(Stored entries)
— start —

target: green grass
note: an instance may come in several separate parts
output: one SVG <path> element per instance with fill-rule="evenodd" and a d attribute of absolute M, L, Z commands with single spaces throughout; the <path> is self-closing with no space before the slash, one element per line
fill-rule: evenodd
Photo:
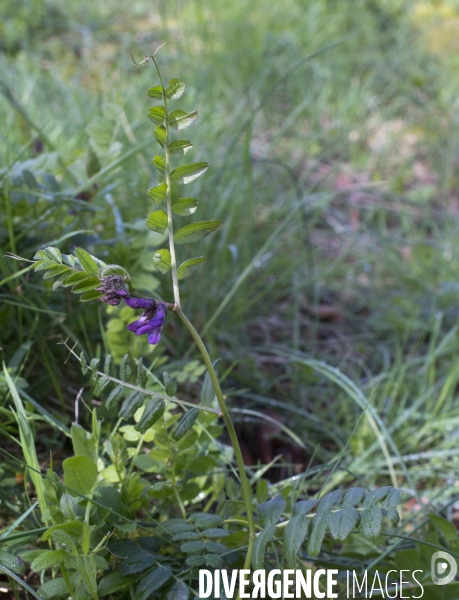
<path fill-rule="evenodd" d="M 133 69 L 130 53 L 140 61 L 171 41 L 158 60 L 186 81 L 183 108 L 200 114 L 193 160 L 211 163 L 193 184 L 197 218 L 223 221 L 201 243 L 208 260 L 184 283 L 183 305 L 199 330 L 212 323 L 214 356 L 234 365 L 230 402 L 261 412 L 269 405 L 308 458 L 320 447 L 322 463 L 336 462 L 350 439 L 327 485 L 354 477 L 382 485 L 392 476 L 441 506 L 459 460 L 452 51 L 429 50 L 411 3 L 361 0 L 352 11 L 331 0 L 130 4 L 55 2 L 58 26 L 43 22 L 26 40 L 18 33 L 21 41 L 0 54 L 6 363 L 32 343 L 18 363 L 27 393 L 69 424 L 81 379 L 71 361 L 63 366 L 56 342 L 70 337 L 95 356 L 121 352 L 128 339 L 117 332 L 119 309 L 107 315 L 43 292 L 36 275 L 13 278 L 8 251 L 31 258 L 45 243 L 85 245 L 170 300 L 169 280 L 152 272 L 158 236 L 141 227 L 156 177 L 145 91 L 157 79 L 151 67 Z M 35 136 L 45 154 L 34 154 Z M 87 202 L 75 196 L 88 189 L 90 136 L 103 169 Z M 39 181 L 55 175 L 61 194 L 35 203 L 28 188 L 21 200 L 18 161 L 29 160 Z M 172 316 L 164 338 L 153 361 L 167 355 L 179 369 L 195 356 Z M 339 368 L 355 389 L 311 359 Z M 363 402 L 379 421 L 372 425 L 368 412 L 354 431 Z M 325 480 L 319 472 L 311 485 Z"/>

— end —

- **WORK TO COMPLETE**
Reproduce the material above word for word, leaving out the picture.

- **RESULT OF THE TASK**
target: green grass
note: an instance may come in several separate parts
output: one SVG <path> element per instance with fill-rule="evenodd" and a d attribute of absolute M, L, Z commands with single spaces throughout; the <path> is self-closing with no space before the slash, one element per line
fill-rule: evenodd
Photo:
<path fill-rule="evenodd" d="M 133 69 L 130 53 L 140 61 L 171 41 L 158 60 L 186 81 L 183 108 L 200 114 L 193 160 L 211 163 L 193 184 L 197 218 L 223 221 L 201 243 L 208 260 L 184 283 L 183 305 L 199 330 L 212 323 L 214 356 L 234 365 L 230 402 L 261 412 L 269 405 L 308 458 L 320 447 L 322 463 L 336 462 L 350 439 L 327 485 L 354 477 L 382 485 L 392 476 L 441 506 L 459 460 L 452 51 L 429 50 L 411 3 L 361 0 L 352 11 L 331 0 L 130 4 L 55 2 L 58 26 L 43 22 L 26 40 L 18 33 L 21 41 L 0 54 L 6 363 L 32 343 L 18 363 L 27 393 L 69 424 L 81 379 L 71 361 L 63 366 L 56 342 L 70 337 L 95 356 L 121 352 L 128 339 L 117 332 L 119 309 L 107 315 L 43 292 L 36 275 L 13 278 L 8 251 L 31 258 L 45 243 L 85 245 L 170 300 L 169 280 L 152 272 L 158 236 L 141 227 L 156 177 L 145 91 L 157 79 L 151 67 Z M 35 136 L 45 154 L 34 154 Z M 87 202 L 75 196 L 88 189 L 90 136 L 103 169 Z M 39 181 L 55 175 L 61 194 L 35 203 L 28 188 L 21 200 L 18 161 L 29 160 Z M 172 316 L 164 338 L 153 361 L 167 355 L 179 369 L 195 356 Z M 339 368 L 355 389 L 311 359 Z M 363 402 L 379 421 L 372 425 L 368 412 L 354 431 Z M 325 480 L 319 472 L 311 485 Z"/>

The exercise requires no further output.